WRITTEN PROBLEM A -
Reproduce, word for word, the part of the article on Fritz Fischer's book that opens with the words containing "Fischer argued that" and closes with "in the Reichstag.".
WRITTEN PROBLEM B -
Answer these questions from the article on Fritz Fischer's book:
(i) Who translated the 1967 British edition?
(ii) What date does the Bethmann-Hollweg memorandum included in the book bear?
(iii) According to Fischer, since what year had German elites wanted war?

Germany's Aims in the First World War
- Author: Fritz Fischer
- Original title: Griff nach der Weltmacht: Die Kriegzielpolitik des kaiserlichen Deutschland 1914–1918
- Language: German
- Genre: History
- Publisher: W. W. Norton & Company
- Publication date: 1961
- Publication place: Germany
- Published in English: 1967
- ISBN: 0-393-09798-6

= Germany's Aims in the First World War =

1961 book by Fritz Fischer

Germany's Aims in the First World War (Griff nach der Weltmacht: Die Kriegszielpolitik des kaiserlichen Deutschland 1914–1918, lit. 'Reaching for World-Power: Imperial Germany's War Aims 1914–1918') is a book by German historian Fritz Fischer. It is one of the leading contributions to historical analysis of the causes of World War I, and along with this work War of Illusions (Krieg der Illusionen) gave rise to the "Fischer Thesis" on the causes of the war. The title translates as "Grab for World Power". or "Bid for World Power". Essentially Fischer attempts to link together a continuum of German belligerence in its "grab for power" weaving it all together into a cohesive theme of German Weltpolitik.

==Publication==
Griff nach der Weltmacht was published in October 1961. It was published in Britain under the title Germany's Aims in the First World War in 1967, translated by C.A. Macartney with an introduction by James Joll.
The book included a memorandum by the then German Chancellor Bethmann-Hollweg dated 9 September 1914 which set out a plan for Germany to dominate Europe.

==Controversy==

Fischer argued that Germany had a policy of deliberately provoking war during July 1914 and that during the war Germany developed a set of annexationist war aims similar to those of Adolf Hitler during the Second World War. On publication, the book caused controversy in West Germany as it challenged the view that Hitler was an aberration by emphasising the continuity in German foreign policy in 1914 and 1939. The book was also controversial for challenging the established view that Germany did not bear the primary responsibility for outbreak of the war, the so-called "war guilt lie". Fischer also claimed that German elites had wanted war since as early as 1912, with the victory of the SPD in the Reichstag.

SUPPLIED INFORMATION -
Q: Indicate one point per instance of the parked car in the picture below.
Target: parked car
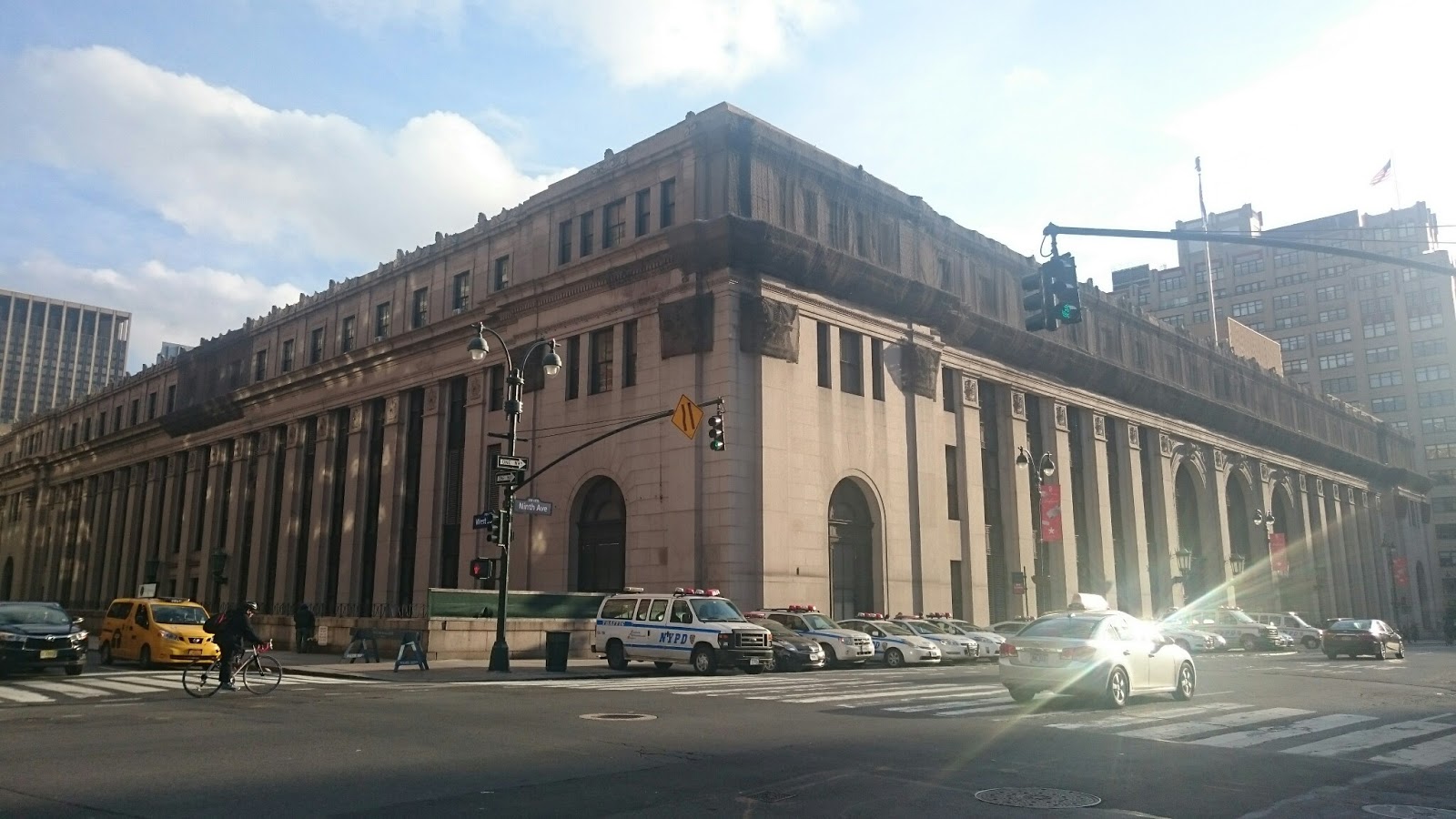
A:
(41, 636)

WRITTEN ANSWER A -
Fischer argued that Germany had a policy of deliberately provoking war during July 1914 and that during the war Germany developed a set of annexationist war aims similar to those of Adolf Hitler during the Second World War. On publication, the book caused controversy in West Germany as it challenged the view that Hitler was an aberration by emphasising the continuity in German foreign policy in 1914 and 1939. The book was also controversial for challenging the established view that Germany did not bear the primary responsibility for outbreak of the war, the so-called "war guilt lie". Fischer also claimed that German elites had wanted war since as early as 1912, with the victory of the SPD in the Reichstag.

WRITTEN ANSWER B -
(i) C.A. Macartney
(ii) 9 September 1914
(iii) 1912